** TASK TO CARRY OUT **
Your answer should consist of the line holding "Look at the photo above. For each instance of the navy" and all lines after it to the end of the material, copied exactly.

*** DATA FOR REVIEW

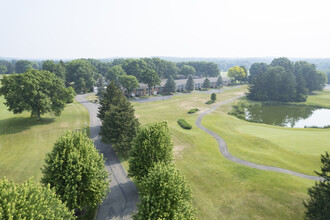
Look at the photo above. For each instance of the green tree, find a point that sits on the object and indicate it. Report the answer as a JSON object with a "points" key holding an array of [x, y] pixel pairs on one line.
{"points": [[256, 70], [100, 87], [3, 69], [190, 84], [108, 99], [135, 67], [114, 73], [129, 83], [22, 65], [153, 144], [164, 194], [36, 91], [219, 82], [170, 86], [187, 70], [318, 203], [206, 83], [76, 170], [58, 69], [283, 62], [213, 97], [81, 75], [237, 73], [151, 78], [30, 201]]}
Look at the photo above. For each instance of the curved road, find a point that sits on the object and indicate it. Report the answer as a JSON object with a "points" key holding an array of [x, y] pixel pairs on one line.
{"points": [[224, 150], [121, 201]]}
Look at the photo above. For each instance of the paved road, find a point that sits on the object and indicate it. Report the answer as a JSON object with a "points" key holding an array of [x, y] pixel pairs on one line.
{"points": [[121, 201], [165, 97], [224, 150]]}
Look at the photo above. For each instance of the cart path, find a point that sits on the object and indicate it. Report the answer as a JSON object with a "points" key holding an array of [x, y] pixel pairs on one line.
{"points": [[224, 150], [121, 201]]}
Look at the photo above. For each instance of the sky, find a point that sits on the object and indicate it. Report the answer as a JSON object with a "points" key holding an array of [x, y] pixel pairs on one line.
{"points": [[68, 29]]}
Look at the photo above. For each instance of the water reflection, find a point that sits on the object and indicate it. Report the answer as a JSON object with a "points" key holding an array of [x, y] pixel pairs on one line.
{"points": [[289, 116]]}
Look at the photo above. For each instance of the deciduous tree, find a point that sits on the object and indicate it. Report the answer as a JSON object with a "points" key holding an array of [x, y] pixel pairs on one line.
{"points": [[75, 169], [81, 75], [187, 70], [151, 78], [170, 86], [153, 144], [206, 83], [318, 203], [31, 201], [129, 83], [36, 91], [164, 194]]}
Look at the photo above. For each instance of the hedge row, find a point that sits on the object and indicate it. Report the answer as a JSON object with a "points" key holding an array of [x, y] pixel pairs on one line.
{"points": [[184, 124]]}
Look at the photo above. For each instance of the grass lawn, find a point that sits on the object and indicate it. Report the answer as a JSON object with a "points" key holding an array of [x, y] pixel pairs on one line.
{"points": [[224, 189], [24, 142]]}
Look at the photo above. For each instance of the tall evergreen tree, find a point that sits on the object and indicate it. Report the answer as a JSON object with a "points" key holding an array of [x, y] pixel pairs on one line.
{"points": [[119, 125], [112, 91], [219, 82], [190, 85], [206, 83], [100, 87], [318, 204], [170, 85]]}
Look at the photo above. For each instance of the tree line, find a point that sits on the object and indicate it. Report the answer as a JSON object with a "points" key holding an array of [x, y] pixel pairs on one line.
{"points": [[284, 80]]}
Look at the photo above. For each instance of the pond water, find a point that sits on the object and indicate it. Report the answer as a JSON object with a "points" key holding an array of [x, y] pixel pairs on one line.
{"points": [[289, 115]]}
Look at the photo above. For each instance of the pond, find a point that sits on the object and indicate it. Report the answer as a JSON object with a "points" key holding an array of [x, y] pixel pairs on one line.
{"points": [[289, 115]]}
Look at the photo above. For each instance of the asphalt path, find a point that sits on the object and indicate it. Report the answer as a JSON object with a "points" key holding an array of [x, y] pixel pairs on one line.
{"points": [[121, 201], [224, 150]]}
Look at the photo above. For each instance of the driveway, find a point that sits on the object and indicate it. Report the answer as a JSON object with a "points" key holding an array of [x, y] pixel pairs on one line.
{"points": [[121, 201]]}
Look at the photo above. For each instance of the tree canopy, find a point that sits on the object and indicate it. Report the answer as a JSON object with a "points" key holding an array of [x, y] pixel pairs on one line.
{"points": [[285, 82], [190, 84], [129, 83], [164, 194], [237, 73], [76, 170], [170, 86], [153, 144], [22, 65], [318, 203], [151, 78], [187, 70], [119, 124], [31, 201], [36, 91], [81, 75]]}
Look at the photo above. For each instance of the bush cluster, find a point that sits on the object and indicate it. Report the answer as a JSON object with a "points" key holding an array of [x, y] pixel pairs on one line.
{"points": [[184, 124], [193, 110]]}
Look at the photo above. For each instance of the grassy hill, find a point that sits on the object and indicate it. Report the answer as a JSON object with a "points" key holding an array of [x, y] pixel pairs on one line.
{"points": [[226, 190]]}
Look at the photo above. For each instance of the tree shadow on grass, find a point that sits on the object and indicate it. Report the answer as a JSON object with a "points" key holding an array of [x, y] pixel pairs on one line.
{"points": [[19, 124]]}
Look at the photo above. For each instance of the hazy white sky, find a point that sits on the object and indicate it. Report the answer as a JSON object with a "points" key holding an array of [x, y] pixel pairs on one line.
{"points": [[185, 28]]}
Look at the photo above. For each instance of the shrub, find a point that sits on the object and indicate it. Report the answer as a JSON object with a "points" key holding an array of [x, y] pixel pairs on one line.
{"points": [[193, 110], [184, 124]]}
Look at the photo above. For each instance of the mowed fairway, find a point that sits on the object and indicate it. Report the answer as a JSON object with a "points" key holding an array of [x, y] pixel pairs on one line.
{"points": [[24, 142], [223, 189]]}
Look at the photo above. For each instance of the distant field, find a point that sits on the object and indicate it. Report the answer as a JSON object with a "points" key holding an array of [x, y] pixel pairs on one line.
{"points": [[226, 190], [24, 142]]}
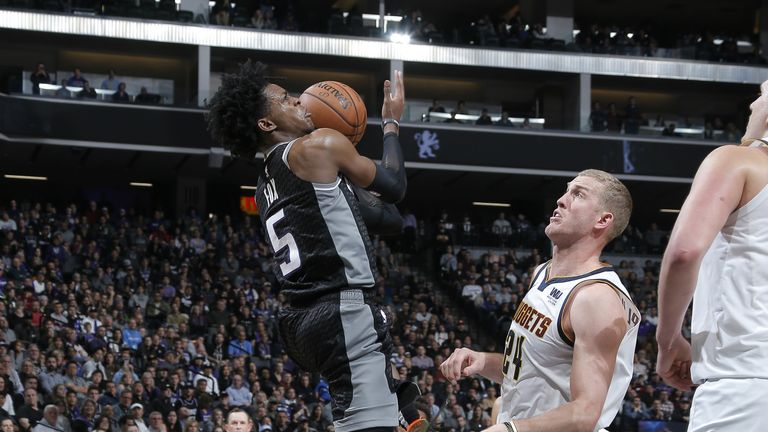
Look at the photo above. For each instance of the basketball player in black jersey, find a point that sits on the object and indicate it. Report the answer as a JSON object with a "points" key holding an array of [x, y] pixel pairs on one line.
{"points": [[314, 203]]}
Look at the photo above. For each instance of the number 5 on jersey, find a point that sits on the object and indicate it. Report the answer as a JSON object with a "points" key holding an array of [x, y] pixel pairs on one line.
{"points": [[279, 243], [516, 345]]}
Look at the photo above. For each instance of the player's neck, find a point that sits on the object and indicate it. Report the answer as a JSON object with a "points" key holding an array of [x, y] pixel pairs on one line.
{"points": [[574, 260]]}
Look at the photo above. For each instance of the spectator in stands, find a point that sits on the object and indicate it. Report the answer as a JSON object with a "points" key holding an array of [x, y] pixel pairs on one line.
{"points": [[452, 118], [598, 121], [484, 118], [258, 20], [87, 92], [76, 80], [504, 120], [669, 130], [144, 97], [39, 76], [631, 412], [7, 424], [121, 95], [709, 131], [461, 107], [435, 107], [222, 12], [502, 228], [31, 411], [63, 92], [632, 117], [613, 120], [111, 82]]}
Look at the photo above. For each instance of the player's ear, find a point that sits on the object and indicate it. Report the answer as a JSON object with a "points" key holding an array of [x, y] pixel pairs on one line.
{"points": [[266, 125], [605, 221]]}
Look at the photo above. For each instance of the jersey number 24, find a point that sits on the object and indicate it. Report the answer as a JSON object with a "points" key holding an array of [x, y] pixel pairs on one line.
{"points": [[513, 344]]}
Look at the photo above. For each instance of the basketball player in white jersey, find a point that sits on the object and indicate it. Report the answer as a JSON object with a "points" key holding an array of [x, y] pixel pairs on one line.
{"points": [[718, 256], [568, 357]]}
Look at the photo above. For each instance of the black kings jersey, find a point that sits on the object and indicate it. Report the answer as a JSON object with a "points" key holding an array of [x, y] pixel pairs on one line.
{"points": [[318, 237]]}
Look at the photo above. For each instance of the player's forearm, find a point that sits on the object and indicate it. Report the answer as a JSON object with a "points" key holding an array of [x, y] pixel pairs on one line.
{"points": [[389, 180], [493, 367], [677, 283], [379, 217]]}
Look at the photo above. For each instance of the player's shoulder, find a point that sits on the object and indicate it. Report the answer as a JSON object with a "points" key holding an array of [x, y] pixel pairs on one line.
{"points": [[734, 159], [729, 152], [597, 295], [323, 139]]}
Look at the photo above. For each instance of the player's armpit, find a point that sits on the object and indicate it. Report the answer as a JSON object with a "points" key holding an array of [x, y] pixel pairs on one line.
{"points": [[599, 324], [379, 217], [322, 155]]}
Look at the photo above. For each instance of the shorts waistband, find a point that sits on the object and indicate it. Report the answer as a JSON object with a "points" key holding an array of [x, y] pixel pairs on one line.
{"points": [[347, 296]]}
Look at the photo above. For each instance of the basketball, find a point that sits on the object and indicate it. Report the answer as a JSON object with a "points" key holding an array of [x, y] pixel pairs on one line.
{"points": [[336, 106]]}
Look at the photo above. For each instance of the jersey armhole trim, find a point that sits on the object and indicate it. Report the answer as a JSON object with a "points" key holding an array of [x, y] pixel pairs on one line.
{"points": [[327, 186], [285, 153], [569, 299]]}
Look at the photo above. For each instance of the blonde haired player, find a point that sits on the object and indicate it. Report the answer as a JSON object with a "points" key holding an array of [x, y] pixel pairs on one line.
{"points": [[718, 255], [568, 357]]}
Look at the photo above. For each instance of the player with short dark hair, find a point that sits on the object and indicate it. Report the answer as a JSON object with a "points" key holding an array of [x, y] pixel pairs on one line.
{"points": [[314, 203]]}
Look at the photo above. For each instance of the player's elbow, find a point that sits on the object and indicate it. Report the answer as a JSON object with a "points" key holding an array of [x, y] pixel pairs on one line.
{"points": [[585, 416], [681, 254]]}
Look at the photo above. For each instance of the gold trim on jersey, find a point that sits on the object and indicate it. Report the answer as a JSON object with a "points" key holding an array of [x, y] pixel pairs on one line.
{"points": [[632, 313]]}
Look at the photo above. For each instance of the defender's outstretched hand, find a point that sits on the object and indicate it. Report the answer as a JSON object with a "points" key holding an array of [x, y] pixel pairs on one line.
{"points": [[394, 102]]}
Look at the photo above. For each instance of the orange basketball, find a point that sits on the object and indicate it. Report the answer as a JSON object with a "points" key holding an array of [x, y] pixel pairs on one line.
{"points": [[336, 106]]}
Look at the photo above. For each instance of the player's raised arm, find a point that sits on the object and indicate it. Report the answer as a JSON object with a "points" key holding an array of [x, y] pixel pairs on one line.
{"points": [[388, 178]]}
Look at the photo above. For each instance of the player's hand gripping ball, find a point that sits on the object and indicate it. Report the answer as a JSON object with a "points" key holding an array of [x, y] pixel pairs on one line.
{"points": [[336, 106]]}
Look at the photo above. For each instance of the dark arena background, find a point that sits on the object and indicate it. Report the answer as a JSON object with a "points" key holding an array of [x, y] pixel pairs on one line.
{"points": [[134, 274]]}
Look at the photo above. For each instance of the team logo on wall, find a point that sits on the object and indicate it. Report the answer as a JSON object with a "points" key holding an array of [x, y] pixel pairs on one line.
{"points": [[428, 143]]}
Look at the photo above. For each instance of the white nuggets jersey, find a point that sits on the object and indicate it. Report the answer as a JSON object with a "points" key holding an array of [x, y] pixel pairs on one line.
{"points": [[538, 356], [729, 331]]}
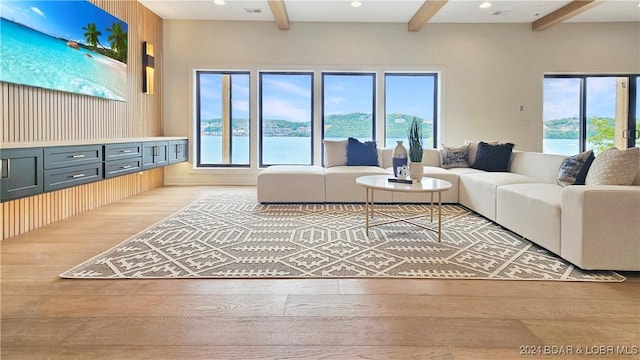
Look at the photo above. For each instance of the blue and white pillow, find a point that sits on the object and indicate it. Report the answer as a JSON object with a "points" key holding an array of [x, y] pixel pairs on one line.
{"points": [[572, 167]]}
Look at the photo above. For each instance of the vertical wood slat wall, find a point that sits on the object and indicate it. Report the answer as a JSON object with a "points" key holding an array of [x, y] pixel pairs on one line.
{"points": [[22, 215], [32, 114]]}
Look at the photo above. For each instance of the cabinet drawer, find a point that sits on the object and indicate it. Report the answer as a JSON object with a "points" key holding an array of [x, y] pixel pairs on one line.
{"points": [[22, 173], [178, 151], [59, 157], [122, 151], [121, 167], [71, 176]]}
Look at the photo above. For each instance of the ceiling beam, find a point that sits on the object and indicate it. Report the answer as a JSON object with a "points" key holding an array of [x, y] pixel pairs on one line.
{"points": [[279, 12], [568, 11], [425, 13]]}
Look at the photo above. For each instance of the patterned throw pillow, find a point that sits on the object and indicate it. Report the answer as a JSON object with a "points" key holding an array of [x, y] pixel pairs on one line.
{"points": [[572, 167], [614, 167], [452, 157], [335, 152]]}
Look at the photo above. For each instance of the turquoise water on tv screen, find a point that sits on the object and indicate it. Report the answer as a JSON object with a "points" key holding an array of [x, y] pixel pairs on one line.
{"points": [[32, 58]]}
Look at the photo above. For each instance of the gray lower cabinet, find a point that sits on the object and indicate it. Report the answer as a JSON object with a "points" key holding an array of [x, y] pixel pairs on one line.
{"points": [[154, 154], [66, 166], [56, 179], [122, 159], [122, 167], [31, 171], [22, 173], [178, 151]]}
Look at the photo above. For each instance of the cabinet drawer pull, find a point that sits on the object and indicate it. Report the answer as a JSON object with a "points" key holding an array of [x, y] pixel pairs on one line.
{"points": [[8, 169]]}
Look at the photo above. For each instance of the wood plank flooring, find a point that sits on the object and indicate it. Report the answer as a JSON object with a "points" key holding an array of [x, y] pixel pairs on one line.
{"points": [[45, 317]]}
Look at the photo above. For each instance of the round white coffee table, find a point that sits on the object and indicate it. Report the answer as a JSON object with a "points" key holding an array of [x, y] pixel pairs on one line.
{"points": [[426, 186]]}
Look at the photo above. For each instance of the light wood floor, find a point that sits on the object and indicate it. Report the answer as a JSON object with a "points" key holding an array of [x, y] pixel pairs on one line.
{"points": [[45, 317]]}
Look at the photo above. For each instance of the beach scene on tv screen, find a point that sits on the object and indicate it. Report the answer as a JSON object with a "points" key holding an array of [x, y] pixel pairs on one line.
{"points": [[71, 46]]}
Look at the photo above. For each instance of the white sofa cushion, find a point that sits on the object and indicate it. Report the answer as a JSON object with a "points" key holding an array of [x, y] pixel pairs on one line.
{"points": [[533, 211], [600, 227], [335, 152], [478, 190], [340, 184], [291, 183], [537, 165], [450, 196], [614, 167]]}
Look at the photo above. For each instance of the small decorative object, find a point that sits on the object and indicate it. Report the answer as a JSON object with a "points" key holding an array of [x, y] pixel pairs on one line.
{"points": [[403, 171], [415, 148], [399, 157]]}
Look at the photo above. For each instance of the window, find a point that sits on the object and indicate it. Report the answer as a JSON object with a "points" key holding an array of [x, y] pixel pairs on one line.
{"points": [[348, 105], [222, 118], [588, 112], [406, 96], [286, 118]]}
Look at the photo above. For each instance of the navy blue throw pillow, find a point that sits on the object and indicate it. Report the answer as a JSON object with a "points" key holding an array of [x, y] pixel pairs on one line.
{"points": [[361, 154], [493, 157], [582, 175]]}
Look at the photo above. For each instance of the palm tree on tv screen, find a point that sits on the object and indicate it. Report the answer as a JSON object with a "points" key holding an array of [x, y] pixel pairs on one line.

******

** RESPONSE TO THIS EXERCISE **
Look at the photo above. For each instance of the navy blue throw pillow, find a point that sits on the object and indicate it. Report the answer as a JSON object with a "points" key holding an array of [x, y] pixel pairs on one line.
{"points": [[361, 154], [493, 157], [582, 175]]}
Look at the photo above. For each instance of the palm tree on tv screen, find a point that sits on the object and indicate it. Report the answer as a JSON object with a "points" key holding an array of [x, y] pixel pairs on one line.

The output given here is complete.